Exercise goal:
Copy out only the stretch from the line containing "Segment every instance of the person bending" through the line containing "M146 81L167 80L176", renaming "vertices" to "corners" and leaving everything else unchanged.
# START OF Available records
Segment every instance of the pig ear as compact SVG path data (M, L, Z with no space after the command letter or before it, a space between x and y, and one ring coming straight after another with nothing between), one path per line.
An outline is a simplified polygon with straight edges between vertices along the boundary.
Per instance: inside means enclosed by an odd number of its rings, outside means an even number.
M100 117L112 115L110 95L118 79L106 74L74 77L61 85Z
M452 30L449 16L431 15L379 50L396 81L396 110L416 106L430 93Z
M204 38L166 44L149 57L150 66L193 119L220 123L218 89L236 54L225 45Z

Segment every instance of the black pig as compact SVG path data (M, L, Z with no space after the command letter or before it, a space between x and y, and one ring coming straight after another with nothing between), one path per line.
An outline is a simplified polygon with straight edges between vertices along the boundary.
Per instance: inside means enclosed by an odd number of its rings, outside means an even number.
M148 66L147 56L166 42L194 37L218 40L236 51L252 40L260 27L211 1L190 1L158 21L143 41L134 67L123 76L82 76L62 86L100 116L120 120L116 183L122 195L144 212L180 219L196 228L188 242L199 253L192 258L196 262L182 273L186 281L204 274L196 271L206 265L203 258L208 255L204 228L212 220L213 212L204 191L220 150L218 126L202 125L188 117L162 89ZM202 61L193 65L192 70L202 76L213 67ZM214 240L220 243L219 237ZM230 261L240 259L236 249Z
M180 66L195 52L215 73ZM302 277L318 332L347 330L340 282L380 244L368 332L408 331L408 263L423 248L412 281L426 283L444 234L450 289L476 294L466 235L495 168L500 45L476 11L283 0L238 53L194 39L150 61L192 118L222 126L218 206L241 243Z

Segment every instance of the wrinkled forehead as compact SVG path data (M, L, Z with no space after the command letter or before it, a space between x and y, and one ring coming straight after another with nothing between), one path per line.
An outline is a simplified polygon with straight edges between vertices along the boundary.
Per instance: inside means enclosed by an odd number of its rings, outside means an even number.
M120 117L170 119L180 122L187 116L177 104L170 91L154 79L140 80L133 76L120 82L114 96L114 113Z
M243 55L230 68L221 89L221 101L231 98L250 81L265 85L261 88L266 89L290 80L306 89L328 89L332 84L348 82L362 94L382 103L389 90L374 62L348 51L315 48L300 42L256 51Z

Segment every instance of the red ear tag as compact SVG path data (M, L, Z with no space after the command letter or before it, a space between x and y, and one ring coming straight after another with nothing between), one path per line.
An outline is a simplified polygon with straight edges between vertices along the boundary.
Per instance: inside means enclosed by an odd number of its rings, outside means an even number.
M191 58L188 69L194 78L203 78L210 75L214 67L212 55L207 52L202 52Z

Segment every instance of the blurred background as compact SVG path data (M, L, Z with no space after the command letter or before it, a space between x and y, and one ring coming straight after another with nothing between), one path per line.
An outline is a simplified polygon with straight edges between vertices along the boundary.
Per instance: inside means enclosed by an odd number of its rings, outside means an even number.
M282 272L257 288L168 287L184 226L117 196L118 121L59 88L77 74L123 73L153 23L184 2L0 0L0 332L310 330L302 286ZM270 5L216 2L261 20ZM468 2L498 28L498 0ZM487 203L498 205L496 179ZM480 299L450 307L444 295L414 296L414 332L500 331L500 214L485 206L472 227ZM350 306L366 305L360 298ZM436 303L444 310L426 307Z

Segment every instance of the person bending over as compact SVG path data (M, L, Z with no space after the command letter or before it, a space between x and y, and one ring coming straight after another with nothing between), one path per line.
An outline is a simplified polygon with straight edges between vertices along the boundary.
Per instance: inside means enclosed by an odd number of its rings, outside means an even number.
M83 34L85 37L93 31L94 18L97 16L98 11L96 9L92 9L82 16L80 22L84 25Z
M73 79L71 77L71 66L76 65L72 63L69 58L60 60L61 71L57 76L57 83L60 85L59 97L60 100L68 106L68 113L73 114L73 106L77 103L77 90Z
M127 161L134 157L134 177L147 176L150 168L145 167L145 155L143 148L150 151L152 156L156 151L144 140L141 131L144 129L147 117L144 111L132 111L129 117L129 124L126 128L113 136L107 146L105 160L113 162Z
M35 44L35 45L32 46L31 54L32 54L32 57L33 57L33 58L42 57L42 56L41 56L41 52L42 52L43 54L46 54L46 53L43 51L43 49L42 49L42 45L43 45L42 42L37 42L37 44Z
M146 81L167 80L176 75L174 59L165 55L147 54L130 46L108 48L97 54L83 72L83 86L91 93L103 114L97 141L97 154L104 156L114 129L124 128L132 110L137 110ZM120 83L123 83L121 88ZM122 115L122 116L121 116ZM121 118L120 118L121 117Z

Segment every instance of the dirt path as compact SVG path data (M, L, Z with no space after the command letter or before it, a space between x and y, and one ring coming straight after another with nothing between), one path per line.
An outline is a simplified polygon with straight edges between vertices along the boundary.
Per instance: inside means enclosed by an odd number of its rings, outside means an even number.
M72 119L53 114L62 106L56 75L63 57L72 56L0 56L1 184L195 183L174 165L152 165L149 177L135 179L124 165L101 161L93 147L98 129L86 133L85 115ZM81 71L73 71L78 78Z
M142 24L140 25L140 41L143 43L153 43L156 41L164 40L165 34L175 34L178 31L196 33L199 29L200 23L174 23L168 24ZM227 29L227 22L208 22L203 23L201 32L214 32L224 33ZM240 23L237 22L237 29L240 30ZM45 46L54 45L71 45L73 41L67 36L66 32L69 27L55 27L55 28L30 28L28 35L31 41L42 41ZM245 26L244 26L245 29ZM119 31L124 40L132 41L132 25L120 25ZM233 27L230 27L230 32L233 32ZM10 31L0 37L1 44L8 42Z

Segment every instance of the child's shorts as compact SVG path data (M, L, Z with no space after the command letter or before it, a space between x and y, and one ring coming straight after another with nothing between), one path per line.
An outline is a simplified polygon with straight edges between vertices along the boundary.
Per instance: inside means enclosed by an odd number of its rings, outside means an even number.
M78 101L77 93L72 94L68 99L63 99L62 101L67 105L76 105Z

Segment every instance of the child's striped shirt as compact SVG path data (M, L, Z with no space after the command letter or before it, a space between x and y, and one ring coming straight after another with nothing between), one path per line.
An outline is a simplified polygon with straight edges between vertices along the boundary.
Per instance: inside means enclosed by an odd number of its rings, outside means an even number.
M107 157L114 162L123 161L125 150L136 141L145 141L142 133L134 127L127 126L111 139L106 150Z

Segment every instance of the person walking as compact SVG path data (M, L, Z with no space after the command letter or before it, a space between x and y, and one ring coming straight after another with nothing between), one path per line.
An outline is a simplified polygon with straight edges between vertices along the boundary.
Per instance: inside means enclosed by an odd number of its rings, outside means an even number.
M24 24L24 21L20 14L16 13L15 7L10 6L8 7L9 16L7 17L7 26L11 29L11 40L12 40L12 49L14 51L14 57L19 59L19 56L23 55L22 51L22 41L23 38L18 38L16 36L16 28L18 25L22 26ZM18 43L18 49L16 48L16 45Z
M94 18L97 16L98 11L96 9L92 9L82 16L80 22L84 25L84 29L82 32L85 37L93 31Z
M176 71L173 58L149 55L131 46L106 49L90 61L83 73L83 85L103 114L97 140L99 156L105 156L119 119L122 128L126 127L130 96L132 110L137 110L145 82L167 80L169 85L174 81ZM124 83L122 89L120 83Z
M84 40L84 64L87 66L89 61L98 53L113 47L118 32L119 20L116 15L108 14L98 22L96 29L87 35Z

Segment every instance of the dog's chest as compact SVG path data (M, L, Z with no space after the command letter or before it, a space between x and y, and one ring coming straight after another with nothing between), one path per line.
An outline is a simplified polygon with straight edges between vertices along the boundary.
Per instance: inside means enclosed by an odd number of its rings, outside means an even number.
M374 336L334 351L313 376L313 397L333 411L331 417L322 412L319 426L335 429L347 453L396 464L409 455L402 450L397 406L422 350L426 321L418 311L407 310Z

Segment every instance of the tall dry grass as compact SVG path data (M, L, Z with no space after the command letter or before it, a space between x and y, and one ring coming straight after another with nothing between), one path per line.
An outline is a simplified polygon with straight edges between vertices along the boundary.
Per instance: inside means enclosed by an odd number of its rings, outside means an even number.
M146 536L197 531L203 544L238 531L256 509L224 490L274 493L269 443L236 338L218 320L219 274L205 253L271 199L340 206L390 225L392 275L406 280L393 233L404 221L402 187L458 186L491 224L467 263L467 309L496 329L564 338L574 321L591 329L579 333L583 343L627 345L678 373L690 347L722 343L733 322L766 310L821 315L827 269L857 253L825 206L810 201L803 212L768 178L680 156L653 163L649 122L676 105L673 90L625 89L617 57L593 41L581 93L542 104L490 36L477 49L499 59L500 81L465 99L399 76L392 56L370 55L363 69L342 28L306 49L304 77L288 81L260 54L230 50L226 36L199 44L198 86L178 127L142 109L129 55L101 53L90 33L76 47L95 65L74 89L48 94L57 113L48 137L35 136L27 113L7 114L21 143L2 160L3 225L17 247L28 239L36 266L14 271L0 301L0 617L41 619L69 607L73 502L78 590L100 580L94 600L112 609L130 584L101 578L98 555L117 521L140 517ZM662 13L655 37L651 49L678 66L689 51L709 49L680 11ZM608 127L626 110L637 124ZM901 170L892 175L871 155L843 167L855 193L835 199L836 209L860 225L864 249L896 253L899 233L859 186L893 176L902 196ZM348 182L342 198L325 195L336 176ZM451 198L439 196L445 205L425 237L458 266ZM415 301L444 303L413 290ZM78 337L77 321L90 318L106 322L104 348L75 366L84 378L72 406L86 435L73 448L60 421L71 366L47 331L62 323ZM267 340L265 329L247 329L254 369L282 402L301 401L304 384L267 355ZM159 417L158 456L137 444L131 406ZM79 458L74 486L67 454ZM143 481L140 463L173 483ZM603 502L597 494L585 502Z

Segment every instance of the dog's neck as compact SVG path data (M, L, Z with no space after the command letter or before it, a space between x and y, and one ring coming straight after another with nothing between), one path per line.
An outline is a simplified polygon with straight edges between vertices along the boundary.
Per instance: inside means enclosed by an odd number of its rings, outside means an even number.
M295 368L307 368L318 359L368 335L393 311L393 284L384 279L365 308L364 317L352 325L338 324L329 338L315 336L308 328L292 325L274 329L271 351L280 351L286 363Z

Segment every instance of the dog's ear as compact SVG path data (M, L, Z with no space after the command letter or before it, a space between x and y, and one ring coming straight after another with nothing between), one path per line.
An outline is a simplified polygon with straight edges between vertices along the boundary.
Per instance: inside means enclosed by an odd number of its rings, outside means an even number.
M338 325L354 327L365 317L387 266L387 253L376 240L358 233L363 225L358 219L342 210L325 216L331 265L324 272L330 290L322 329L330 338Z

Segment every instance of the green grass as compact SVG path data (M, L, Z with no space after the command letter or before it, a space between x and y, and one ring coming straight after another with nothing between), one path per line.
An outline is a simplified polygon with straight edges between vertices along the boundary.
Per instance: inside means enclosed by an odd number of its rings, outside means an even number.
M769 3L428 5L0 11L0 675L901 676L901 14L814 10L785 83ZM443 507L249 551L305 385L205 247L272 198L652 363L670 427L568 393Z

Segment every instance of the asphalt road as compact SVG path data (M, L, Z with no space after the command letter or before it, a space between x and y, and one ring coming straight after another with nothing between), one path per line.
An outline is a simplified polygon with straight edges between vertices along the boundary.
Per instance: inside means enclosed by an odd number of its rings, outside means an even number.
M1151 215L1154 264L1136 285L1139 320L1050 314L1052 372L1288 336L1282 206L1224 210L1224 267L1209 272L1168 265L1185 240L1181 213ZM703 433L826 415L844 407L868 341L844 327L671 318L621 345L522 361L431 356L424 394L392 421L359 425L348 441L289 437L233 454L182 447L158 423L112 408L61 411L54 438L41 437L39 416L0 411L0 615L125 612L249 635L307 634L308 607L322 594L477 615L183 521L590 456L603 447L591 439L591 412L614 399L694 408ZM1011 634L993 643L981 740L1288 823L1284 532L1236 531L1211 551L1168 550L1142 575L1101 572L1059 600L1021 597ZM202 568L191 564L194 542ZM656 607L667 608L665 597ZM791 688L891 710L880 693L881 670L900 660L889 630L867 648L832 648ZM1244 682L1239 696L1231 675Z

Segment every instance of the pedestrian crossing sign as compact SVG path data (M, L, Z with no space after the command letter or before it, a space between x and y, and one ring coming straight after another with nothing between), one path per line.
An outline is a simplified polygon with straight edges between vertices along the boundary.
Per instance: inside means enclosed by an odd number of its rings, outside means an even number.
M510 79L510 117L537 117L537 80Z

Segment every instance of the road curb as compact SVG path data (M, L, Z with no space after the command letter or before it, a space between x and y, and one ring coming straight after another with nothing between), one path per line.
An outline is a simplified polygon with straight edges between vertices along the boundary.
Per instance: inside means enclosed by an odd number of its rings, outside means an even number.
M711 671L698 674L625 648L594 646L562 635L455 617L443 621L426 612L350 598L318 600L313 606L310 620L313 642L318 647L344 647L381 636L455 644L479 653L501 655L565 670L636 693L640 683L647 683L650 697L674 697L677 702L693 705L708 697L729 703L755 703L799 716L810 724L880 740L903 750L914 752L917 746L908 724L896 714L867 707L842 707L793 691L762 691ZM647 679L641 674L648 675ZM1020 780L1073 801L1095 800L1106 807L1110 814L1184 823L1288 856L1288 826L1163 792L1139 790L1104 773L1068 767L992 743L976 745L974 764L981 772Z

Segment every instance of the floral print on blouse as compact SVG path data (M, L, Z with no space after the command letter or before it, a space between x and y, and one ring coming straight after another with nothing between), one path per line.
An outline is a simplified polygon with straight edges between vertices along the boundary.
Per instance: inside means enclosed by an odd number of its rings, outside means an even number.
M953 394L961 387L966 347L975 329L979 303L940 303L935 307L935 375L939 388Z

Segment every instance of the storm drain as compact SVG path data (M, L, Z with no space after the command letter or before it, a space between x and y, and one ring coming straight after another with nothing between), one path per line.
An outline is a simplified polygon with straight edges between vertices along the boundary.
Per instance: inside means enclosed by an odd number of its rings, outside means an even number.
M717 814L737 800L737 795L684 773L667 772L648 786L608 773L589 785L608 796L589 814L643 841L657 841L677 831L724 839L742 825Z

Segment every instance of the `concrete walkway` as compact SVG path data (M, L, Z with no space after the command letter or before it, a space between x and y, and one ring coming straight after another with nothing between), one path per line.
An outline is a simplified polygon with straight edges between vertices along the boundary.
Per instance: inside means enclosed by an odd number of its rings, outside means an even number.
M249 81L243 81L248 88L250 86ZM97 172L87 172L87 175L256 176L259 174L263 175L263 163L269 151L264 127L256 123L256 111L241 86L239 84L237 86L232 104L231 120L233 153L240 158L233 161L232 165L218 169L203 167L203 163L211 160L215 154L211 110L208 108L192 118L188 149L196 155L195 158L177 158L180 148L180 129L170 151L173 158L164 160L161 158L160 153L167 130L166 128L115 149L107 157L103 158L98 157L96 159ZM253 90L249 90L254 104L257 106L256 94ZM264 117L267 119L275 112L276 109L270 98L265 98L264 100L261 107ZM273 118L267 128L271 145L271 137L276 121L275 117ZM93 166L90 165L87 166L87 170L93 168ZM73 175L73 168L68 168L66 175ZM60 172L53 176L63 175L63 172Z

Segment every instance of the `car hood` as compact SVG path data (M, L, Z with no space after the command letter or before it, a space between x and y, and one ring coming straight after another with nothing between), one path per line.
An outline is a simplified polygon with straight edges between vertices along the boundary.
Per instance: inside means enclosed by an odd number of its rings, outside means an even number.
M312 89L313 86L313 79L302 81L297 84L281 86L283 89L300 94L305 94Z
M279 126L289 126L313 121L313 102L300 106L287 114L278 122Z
# END OF Available records
Response for this exercise:
Segment every instance of the person bending over as compact SVG path data (M, L, Z with no space after the command letter or before it, a space between x and y, and one ring coming straight after another with nothing between), one path per line.
An outline is a simplified polygon with straight edges between corners along the boundary.
Per instance: inside means enclosed by an odd number of its rings, outside means an even number.
M83 34L85 37L93 31L94 18L97 16L98 11L96 9L92 9L82 16L80 22L84 25Z
M73 79L71 77L71 66L76 65L72 63L69 58L60 60L61 71L57 76L57 83L60 85L59 97L60 100L68 106L68 113L73 114L73 106L77 103L77 90Z
M127 161L134 157L134 177L147 176L150 168L145 167L145 155L143 148L150 151L152 156L156 151L144 140L141 131L144 129L147 117L144 111L132 111L129 117L129 124L126 128L113 136L107 146L105 160L113 162Z
M35 44L35 45L32 46L31 54L32 54L32 57L33 57L33 58L42 57L42 56L41 56L41 52L42 52L43 54L46 54L46 53L43 51L43 49L42 49L42 45L43 45L42 42L37 42L37 44Z
M146 81L167 80L176 75L174 59L165 55L147 54L130 46L108 48L97 54L83 72L83 86L91 93L103 114L97 141L97 154L104 156L114 129L124 128L132 110L137 110ZM120 83L123 83L121 88ZM122 115L122 116L121 116ZM121 118L120 118L121 117Z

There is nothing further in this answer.